▶ [WHAT YOU WILL DO]
**a)** From the motorcycle trip account, list every body part the writer names as a way of sensing the journey.
**b)** Write a continuation of the motorcycle trip account, beginning right after its final sentence.

(TEXT SEGMENT)

• Joe Cooke

1141

Updated: Oct 8


Rolled into the garage on Thursday afternoon with exactly 1,141 miles on the trip odometer. I know a lot of people do that much in a couple of days, but that was a major accomplishment for me. (See 44 months and Lessons from 4-corners)


After my adventure in Kayenta and the beautiful and lonely drive up to Moab, I decided to rest and recover for one full day. I took all the gear off the bike that evening and drove out through Arches National Monument for a peek at Delicate Arch, which is the one on all the postcards. Much like Four Corners, I found the journey to the goal to be the best part of the adventure. Also, a trip like that can’t be caught on camera. Moving through the vastness of space is something that has to be experienced by the human senses, not just eyes, but skin that feels heat and wind, and ears that hear the roar of the engine and the quiet of the canyons, and tongue that tastes dust and the refreshing splash of water, and nose that smells the spicy purple sage and sweet juniper. I had everything stripped off the Harley, even the windshield, so I could feel it all.


I timed my trip to see the setting sun. The rocky ridges glowed orange and yellow, towering over me. Words can’t do that winding road justice. Pictures can’t. It’s all experiential and fabulous. Some people in cars just dashed from lookout to lookout, pulling over, snapping photos, jumping back in. How much of our lives do we spend like that, I wonder?

(End TEXT SEGMENT)
(LISTED ENTRIES)

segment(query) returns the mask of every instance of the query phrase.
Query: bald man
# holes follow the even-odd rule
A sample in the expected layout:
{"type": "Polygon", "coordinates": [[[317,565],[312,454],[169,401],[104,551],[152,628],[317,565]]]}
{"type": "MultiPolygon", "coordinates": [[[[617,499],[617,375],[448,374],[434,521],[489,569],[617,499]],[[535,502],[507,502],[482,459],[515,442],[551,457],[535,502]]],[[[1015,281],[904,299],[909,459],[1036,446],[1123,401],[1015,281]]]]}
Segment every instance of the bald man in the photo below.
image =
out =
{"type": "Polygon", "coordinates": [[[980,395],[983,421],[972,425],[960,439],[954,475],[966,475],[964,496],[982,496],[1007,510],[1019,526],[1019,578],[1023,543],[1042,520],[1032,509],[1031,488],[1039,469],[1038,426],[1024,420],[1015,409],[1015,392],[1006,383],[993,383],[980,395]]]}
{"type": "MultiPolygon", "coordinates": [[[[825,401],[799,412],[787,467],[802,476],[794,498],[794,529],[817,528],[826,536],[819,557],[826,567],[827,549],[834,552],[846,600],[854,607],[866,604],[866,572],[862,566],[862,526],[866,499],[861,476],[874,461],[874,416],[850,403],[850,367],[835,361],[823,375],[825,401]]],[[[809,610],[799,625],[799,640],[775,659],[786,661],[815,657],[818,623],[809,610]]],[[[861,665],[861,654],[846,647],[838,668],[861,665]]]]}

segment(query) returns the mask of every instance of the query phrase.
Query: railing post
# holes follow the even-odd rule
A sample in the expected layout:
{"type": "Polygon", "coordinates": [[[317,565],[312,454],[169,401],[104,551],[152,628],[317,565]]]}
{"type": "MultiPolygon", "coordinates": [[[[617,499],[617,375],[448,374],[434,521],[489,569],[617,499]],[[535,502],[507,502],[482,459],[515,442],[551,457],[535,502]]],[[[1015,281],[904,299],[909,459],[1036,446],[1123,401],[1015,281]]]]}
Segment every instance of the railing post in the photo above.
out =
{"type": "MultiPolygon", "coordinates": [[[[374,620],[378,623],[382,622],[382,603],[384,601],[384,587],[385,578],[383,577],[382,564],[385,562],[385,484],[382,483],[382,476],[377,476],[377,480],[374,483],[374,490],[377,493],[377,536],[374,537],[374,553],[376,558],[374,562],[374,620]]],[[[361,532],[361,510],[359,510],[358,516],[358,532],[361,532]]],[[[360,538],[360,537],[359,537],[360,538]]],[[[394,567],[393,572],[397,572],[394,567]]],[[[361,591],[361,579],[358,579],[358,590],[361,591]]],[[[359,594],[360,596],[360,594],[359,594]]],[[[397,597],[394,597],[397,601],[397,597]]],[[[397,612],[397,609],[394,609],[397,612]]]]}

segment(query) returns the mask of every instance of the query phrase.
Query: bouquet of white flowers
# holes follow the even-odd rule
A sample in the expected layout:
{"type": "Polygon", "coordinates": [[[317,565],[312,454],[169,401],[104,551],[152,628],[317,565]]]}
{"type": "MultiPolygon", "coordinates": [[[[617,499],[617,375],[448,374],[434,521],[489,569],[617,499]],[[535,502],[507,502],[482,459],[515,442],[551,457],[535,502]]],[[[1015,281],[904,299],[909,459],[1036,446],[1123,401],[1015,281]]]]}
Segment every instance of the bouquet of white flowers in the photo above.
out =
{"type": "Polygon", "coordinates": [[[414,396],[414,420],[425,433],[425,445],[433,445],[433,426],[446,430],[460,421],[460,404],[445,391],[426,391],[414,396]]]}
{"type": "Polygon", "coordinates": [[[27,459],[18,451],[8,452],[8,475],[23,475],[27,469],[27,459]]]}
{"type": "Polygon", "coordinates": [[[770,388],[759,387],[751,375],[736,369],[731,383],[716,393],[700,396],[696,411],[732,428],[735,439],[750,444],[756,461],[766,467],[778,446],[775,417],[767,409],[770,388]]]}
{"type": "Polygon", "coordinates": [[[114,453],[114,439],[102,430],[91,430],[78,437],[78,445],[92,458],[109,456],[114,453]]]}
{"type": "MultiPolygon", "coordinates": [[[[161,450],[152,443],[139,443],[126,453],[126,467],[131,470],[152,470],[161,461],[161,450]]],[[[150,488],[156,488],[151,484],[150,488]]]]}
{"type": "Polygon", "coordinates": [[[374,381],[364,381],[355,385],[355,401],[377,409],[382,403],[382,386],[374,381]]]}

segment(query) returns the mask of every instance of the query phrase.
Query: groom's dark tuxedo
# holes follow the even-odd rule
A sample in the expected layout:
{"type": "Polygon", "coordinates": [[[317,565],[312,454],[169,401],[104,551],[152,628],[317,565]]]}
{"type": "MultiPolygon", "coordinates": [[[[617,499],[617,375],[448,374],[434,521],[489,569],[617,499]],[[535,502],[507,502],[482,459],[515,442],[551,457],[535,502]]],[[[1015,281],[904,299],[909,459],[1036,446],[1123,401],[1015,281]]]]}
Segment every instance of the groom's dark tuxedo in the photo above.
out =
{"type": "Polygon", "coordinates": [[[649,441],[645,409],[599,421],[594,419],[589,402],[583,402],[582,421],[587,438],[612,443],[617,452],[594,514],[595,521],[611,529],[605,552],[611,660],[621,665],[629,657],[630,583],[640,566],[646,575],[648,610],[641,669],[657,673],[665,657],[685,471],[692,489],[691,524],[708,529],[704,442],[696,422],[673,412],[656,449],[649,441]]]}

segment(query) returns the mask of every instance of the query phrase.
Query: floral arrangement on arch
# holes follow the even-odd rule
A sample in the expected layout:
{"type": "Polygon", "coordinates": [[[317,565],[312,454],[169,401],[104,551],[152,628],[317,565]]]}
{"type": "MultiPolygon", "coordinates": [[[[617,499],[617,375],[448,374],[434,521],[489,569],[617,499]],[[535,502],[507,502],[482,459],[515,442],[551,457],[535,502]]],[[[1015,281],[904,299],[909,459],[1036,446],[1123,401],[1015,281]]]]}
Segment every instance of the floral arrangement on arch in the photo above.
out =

(End LISTED ENTRIES)

▶ [EXERCISE ANSWERS]
**a)** eyes, skin, ears, tongue, nose

**b)**
On my final day alone, the weather looked iffy over the Rockies so I chose to backtrack a bit to Monticello, Utah, and then over to Durango on my way to Pagosa Springs, where something too terrible to even mention here happened. (Hyperbole: spoiler alert – it’s wasn’t that bad.)


I saw a giant tormenta that shrouded Ouray and the Million Dollar Highway that I had originally planned to hit. It was black and ominous and threatened to move my way, and for about an hour I was headed straight for it, but the road turned south and I skirted the edge of it, only getting about five drops of water on my head, but talk in Durango was of drenching sheets of rain, so after a short stop at the Harley dealer to stretch my legs and pet the resident brindle-colored great Dane, I drove the last hour to Pagosa Springs. The rain finally caught up with me right at check-in, but I got lost, made a bad decision on a back road, and dropped my bike, very gently, on a sloped gravel intersection with a forest road. No damage (thanks to crash bars, also called engine guards or highway bars), and a kindly fellow biker in a pickup helped me get it upright again. It’s 800 pounds, my legs were tired, and it had tipped toward the downhill side, so I couldn’t even budge it.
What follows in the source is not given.